Великие романы великих людей - Борис Бурда
Шрифт:
Интервал:
Закладка:
Людовик XIII. Филипп де Шампань. 1630-е гг.
Как могла сказаться на психике ребенка жизнь среди сплошных предательств, которые активно стимулировали его мать и отчим? Естественно, что отношение к верности и уважение к чужой воле у него сложилось самое предсказуемое. Не говоря уже о том, что абсолютному монарху подданные не имеют права ни в чем отказывать, а невыполнение его пожелания считается преступлением. А если подданный – женщина, а пожелание у монарха сами понимаете какое? Тем более! Вот он и копил подобные пожелания, номинально будучи королем с пяти лет, но не имея права никому ничего приказать без санкции мамы-регентши и ее тайного супруга и явного первого министра. Набралось вполне достаточно.
Анна Австрийская с сыном. Неизвестный художник. XVI в.

ЗАДАНИЕ 1:
Оформите в виде нумерованного списка строки листинга от самого его начала до строки с «201 153 L 201» включительно. Пустые строки пропустите.
Отрывок и листинг — самостоятельные материалы, никак не связанные между собой.

Строки из набора данных
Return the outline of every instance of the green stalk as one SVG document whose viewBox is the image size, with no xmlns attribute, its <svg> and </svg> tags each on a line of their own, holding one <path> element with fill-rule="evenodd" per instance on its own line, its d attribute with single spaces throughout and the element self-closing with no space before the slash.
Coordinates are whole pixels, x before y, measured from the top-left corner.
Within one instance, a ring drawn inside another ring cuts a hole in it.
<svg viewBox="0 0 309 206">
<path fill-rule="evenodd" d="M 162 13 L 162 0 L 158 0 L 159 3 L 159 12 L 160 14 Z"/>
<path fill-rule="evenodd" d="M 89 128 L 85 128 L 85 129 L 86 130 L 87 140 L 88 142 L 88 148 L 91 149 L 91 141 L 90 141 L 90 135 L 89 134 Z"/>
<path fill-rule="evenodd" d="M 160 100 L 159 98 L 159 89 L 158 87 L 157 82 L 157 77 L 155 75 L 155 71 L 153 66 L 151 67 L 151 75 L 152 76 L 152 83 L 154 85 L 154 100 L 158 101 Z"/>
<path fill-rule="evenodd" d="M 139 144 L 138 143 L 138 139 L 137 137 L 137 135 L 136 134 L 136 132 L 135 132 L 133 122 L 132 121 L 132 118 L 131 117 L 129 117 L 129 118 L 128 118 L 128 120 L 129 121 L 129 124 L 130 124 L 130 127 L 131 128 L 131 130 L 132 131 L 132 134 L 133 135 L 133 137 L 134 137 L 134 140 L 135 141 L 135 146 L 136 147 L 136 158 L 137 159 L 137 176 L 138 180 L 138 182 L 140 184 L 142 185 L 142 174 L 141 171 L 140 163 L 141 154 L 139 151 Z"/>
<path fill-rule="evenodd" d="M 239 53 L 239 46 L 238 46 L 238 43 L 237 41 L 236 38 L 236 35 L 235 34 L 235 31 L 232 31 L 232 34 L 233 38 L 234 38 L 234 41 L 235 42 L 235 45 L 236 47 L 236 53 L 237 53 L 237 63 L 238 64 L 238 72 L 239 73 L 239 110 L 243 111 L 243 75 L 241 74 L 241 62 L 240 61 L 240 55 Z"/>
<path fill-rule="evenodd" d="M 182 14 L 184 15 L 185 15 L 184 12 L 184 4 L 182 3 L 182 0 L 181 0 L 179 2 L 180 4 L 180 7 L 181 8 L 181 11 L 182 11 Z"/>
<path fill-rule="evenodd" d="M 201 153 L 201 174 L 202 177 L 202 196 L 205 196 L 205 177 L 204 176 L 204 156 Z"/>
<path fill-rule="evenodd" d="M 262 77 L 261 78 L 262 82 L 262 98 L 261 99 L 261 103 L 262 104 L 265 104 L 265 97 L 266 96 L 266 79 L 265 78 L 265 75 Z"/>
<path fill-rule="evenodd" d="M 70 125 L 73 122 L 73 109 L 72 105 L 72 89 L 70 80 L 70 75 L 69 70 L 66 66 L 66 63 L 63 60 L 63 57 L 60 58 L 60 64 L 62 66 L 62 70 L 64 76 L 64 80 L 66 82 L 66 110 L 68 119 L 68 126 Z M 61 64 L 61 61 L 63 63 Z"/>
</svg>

ЗАДАНИЕ 2:
Перепишите дословно часть отрывка о Людовике XIII от слов «Великие романы великих» до слов «Набралось вполне достаточно.» включительно.

ПОЛНЫЙ ОТВЕТ 1:
1. Return the outline of every instance of the green stalk as one SVG document whose viewBox is the image size, with no xmlns attribute, its <svg> and </svg> tags each on a line of their own, holding one <path> element with fill-rule="evenodd" per instance on its own line, its d attribute with single spaces throughout and the element self-closing with no space before the slash.
2. Coordinates are whole pixels, x before y, measured from the top-left corner.
3. Within one instance, a ring drawn inside another ring cuts a hole in it.
4. <svg viewBox="0 0 309 206">
5. <path fill-rule="evenodd" d="M 162 13 L 162 0 L 158 0 L 159 3 L 159 12 L 160 14 Z"/>
6. <path fill-rule="evenodd" d="M 89 128 L 85 128 L 85 129 L 86 130 L 87 140 L 88 142 L 88 148 L 91 149 L 91 141 L 90 141 L 90 135 L 89 134 Z"/>
7. <path fill-rule="evenodd" d="M 160 100 L 159 98 L 159 89 L 158 87 L 157 82 L 157 77 L 155 75 L 155 71 L 153 66 L 151 67 L 151 75 L 152 76 L 152 83 L 154 85 L 154 100 L 158 101 Z"/>
8. <path fill-rule="evenodd" d="M 139 144 L 138 143 L 138 139 L 137 137 L 137 135 L 136 134 L 136 132 L 135 132 L 133 122 L 132 121 L 132 118 L 131 117 L 129 117 L 129 118 L 128 118 L 128 120 L 129 121 L 129 124 L 130 124 L 130 127 L 131 128 L 131 130 L 132 131 L 132 134 L 133 135 L 133 137 L 134 137 L 134 140 L 135 141 L 135 146 L 136 147 L 136 158 L 137 159 L 137 176 L 138 180 L 138 182 L 140 184 L 142 185 L 142 174 L 141 171 L 140 163 L 141 154 L 139 151 Z"/>
9. <path fill-rule="evenodd" d="M 239 53 L 239 46 L 238 46 L 238 43 L 237 41 L 236 38 L 236 35 L 235 34 L 235 31 L 232 31 L 232 34 L 233 38 L 234 38 L 234 41 L 235 42 L 235 45 L 236 47 L 236 53 L 237 53 L 237 63 L 238 64 L 238 72 L 239 73 L 239 110 L 243 111 L 243 75 L 241 74 L 241 62 L 240 61 L 240 55 Z"/>
10. <path fill-rule="evenodd" d="M 182 14 L 184 15 L 185 15 L 184 12 L 184 4 L 182 3 L 182 0 L 181 0 L 179 2 L 180 4 L 180 7 L 181 8 L 181 11 L 182 11 Z"/>
11. <path fill-rule="evenodd" d="M 201 153 L 201 174 L 202 177 L 202 196 L 205 196 L 205 177 L 204 176 L 204 156 Z"/>

ПОЛНЫЙ ОТВЕТ 2:
Великие романы великих людей - Борис Бурда
Шрифт:
Интервал:
Закладка:
Людовик XIII. Филипп де Шампань. 1630-е гг.
Как могла сказаться на психике ребенка жизнь среди сплошных предательств, которые активно стимулировали его мать и отчим? Естественно, что отношение к верности и уважение к чужой воле у него сложилось самое предсказуемое. Не говоря уже о том, что абсолютному монарху подданные не имеют права ни в чем отказывать, а невыполнение его пожелания считается преступлением. А если подданный – женщина, а пожелание у монарха сами понимаете какое? Тем более! Вот он и копил подобные пожелания, номинально будучи королем с пяти лет, но не имея права никому ничего приказать без санкции мамы-регентши и ее тайного супруга и явного первого министра. Набралось вполне достаточно.